◆ Your task ◆
If a line below contains the string "building", return that line.

◆ Given entries ◆

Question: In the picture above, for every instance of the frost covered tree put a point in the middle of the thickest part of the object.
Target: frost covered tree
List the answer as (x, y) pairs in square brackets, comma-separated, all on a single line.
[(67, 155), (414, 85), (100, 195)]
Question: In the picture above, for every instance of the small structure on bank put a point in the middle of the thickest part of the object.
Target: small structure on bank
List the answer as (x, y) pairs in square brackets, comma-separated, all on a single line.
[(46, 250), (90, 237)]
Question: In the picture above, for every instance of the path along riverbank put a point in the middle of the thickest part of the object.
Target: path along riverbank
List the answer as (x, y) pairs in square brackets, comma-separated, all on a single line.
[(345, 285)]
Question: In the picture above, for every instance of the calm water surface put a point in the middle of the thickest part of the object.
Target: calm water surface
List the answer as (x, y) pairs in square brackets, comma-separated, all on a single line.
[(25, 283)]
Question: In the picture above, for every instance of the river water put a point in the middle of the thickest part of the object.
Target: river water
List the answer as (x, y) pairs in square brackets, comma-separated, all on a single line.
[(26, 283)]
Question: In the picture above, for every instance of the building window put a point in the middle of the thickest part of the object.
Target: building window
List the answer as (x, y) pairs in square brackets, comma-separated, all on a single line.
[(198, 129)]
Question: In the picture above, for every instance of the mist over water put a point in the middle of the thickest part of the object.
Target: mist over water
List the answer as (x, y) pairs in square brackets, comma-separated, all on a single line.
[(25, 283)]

...

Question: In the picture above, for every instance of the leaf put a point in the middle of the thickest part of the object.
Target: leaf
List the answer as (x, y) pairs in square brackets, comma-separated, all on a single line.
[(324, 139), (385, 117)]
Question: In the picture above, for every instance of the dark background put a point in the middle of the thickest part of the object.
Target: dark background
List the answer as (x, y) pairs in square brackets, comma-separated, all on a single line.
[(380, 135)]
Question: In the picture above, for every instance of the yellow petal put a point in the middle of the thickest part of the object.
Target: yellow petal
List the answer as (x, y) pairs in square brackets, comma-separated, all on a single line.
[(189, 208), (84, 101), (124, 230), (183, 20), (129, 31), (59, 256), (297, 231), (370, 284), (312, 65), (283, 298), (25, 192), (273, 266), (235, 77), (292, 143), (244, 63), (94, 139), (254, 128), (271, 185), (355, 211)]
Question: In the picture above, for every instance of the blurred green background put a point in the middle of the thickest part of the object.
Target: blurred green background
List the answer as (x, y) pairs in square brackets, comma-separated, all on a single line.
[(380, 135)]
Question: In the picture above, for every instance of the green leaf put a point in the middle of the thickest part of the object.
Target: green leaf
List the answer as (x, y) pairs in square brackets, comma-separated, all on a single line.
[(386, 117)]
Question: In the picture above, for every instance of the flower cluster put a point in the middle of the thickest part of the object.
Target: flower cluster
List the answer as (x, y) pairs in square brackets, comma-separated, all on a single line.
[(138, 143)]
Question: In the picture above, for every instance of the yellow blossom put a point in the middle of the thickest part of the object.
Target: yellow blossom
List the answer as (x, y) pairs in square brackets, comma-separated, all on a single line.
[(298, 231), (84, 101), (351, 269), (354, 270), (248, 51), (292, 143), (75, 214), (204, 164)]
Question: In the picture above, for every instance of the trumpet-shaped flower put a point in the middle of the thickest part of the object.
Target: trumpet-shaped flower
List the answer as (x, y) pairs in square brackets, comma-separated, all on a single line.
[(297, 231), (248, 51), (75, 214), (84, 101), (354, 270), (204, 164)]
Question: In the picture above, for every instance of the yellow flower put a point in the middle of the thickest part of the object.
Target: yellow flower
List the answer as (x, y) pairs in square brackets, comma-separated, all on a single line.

◆ Finished task ◆
Question: In the picture above, for every instance of the building window put a point in the middle of the thickest part of the object.
Target: building window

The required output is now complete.